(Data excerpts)
- - - -

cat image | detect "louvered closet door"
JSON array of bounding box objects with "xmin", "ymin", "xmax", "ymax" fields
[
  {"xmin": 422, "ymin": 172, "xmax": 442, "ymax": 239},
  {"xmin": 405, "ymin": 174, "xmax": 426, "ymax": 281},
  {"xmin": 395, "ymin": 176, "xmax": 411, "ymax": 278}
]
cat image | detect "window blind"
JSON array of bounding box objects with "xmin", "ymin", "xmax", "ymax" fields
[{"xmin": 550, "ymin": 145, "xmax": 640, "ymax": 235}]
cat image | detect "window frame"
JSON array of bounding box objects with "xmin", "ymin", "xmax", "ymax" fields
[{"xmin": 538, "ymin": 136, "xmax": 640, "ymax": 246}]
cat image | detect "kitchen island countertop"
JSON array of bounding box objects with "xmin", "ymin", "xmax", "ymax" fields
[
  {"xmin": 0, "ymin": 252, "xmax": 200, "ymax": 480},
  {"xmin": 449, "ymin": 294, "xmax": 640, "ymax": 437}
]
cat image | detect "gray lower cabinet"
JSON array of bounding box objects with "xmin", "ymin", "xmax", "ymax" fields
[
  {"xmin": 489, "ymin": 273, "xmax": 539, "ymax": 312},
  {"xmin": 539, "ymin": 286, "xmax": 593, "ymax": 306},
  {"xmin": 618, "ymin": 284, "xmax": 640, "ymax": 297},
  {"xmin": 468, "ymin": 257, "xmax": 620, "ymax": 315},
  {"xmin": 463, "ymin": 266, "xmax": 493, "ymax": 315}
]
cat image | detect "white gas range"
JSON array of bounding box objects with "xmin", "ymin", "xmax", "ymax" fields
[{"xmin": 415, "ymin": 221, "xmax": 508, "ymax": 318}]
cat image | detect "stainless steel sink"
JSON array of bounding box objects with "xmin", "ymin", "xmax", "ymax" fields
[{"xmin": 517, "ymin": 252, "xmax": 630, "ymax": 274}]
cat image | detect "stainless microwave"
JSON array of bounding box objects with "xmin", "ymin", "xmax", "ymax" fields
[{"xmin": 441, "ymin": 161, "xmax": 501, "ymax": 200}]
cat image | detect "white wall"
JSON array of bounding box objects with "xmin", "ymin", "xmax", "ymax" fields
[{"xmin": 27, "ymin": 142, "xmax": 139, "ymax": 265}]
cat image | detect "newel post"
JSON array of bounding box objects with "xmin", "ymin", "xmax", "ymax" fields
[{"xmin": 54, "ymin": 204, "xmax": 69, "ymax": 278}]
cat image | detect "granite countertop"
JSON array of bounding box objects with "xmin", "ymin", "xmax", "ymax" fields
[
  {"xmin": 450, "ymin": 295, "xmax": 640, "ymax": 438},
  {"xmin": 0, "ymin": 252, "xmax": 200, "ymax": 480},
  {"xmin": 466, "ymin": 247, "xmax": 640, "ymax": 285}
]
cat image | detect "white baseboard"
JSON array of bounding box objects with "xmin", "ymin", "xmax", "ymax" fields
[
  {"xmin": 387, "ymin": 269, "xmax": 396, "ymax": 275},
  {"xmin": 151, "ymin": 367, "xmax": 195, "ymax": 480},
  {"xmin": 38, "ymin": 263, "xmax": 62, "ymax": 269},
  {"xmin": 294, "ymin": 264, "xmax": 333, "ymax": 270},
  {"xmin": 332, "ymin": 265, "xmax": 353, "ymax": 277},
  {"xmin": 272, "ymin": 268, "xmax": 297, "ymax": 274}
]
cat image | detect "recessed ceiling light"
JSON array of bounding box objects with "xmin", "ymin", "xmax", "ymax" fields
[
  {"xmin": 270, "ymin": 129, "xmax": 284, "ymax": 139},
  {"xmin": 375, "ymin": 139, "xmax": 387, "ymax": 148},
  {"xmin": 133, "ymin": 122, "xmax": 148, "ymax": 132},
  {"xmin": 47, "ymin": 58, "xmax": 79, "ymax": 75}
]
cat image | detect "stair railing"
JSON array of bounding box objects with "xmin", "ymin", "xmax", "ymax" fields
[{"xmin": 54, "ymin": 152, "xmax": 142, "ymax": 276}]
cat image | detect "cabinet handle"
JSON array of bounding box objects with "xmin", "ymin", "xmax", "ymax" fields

- - - -

◆ Assignment: The task calls for all the records above to be repeated exactly.

◆ Solution below:
cat image | detect "louvered closet door"
JSON array of bounding box objects with "xmin", "ymin", "xmax", "ymax" fields
[
  {"xmin": 422, "ymin": 172, "xmax": 442, "ymax": 239},
  {"xmin": 405, "ymin": 174, "xmax": 426, "ymax": 281},
  {"xmin": 395, "ymin": 176, "xmax": 411, "ymax": 278}
]
cat image | detect "window blind"
JSON array of bounding box objects with "xmin", "ymin", "xmax", "ymax" fields
[{"xmin": 550, "ymin": 145, "xmax": 640, "ymax": 235}]
cat image | detect "window frame"
JSON array of bounding box objects with "xmin", "ymin", "xmax", "ymax" fields
[{"xmin": 538, "ymin": 136, "xmax": 640, "ymax": 246}]
cat image | detect "kitchen island countertop"
JSON array of bounding box objects with "xmin", "ymin", "xmax", "ymax" fields
[
  {"xmin": 0, "ymin": 252, "xmax": 200, "ymax": 480},
  {"xmin": 449, "ymin": 294, "xmax": 640, "ymax": 437}
]
cat image | detect "gray lower cabinet"
JSON array of bounding box objects with "xmin", "ymin", "xmax", "ymax" fields
[
  {"xmin": 489, "ymin": 273, "xmax": 539, "ymax": 312},
  {"xmin": 539, "ymin": 286, "xmax": 593, "ymax": 306},
  {"xmin": 618, "ymin": 284, "xmax": 640, "ymax": 297},
  {"xmin": 468, "ymin": 257, "xmax": 620, "ymax": 315},
  {"xmin": 463, "ymin": 266, "xmax": 493, "ymax": 315}
]
cat image | detect "white gas range"
JSON array of bounding box objects with "xmin", "ymin", "xmax", "ymax" fields
[{"xmin": 415, "ymin": 221, "xmax": 508, "ymax": 318}]
cat image | detect "stainless steel sink"
JSON array of bounding box objects with "xmin", "ymin", "xmax", "ymax" fields
[{"xmin": 517, "ymin": 252, "xmax": 630, "ymax": 274}]
cat image | detect "stainless microwave"
JSON array of bounding box objects with "xmin", "ymin", "xmax", "ymax" fields
[{"xmin": 441, "ymin": 161, "xmax": 501, "ymax": 200}]
cat image | detect "white wall"
JSON array of bounding box objects with "xmin", "ymin", "xmax", "ymax" fields
[{"xmin": 27, "ymin": 142, "xmax": 139, "ymax": 265}]
cat image | detect "newel post"
JSON array of bounding box objects with "xmin", "ymin", "xmax", "ymax" fields
[{"xmin": 54, "ymin": 204, "xmax": 69, "ymax": 278}]
cat image | detect "granite countertop"
JSON array of bounding box objects with "xmin", "ymin", "xmax", "ymax" fields
[
  {"xmin": 450, "ymin": 295, "xmax": 640, "ymax": 438},
  {"xmin": 0, "ymin": 252, "xmax": 200, "ymax": 480},
  {"xmin": 466, "ymin": 247, "xmax": 640, "ymax": 285}
]
cat image | detect "white baseboard"
JSON array of bounding box objects with "xmin", "ymin", "xmax", "ymax" fields
[
  {"xmin": 387, "ymin": 269, "xmax": 396, "ymax": 275},
  {"xmin": 151, "ymin": 367, "xmax": 195, "ymax": 480},
  {"xmin": 38, "ymin": 263, "xmax": 62, "ymax": 269},
  {"xmin": 294, "ymin": 264, "xmax": 333, "ymax": 270},
  {"xmin": 332, "ymin": 265, "xmax": 353, "ymax": 277},
  {"xmin": 272, "ymin": 268, "xmax": 297, "ymax": 274}
]
cat image | detect "recessed ceiling light"
JSON array of bounding box objects with "xmin", "ymin", "xmax", "ymax" fields
[
  {"xmin": 270, "ymin": 129, "xmax": 284, "ymax": 139},
  {"xmin": 375, "ymin": 139, "xmax": 387, "ymax": 148},
  {"xmin": 133, "ymin": 122, "xmax": 148, "ymax": 132},
  {"xmin": 47, "ymin": 58, "xmax": 79, "ymax": 75}
]
cat image | detect "stair railing"
JSON array of bounding box objects with "xmin", "ymin", "xmax", "ymax" fields
[{"xmin": 54, "ymin": 152, "xmax": 142, "ymax": 276}]
cat image | detect "cabinet handle"
JSON array of bounding box objects with "xmin", "ymin", "xmax", "ymax" fields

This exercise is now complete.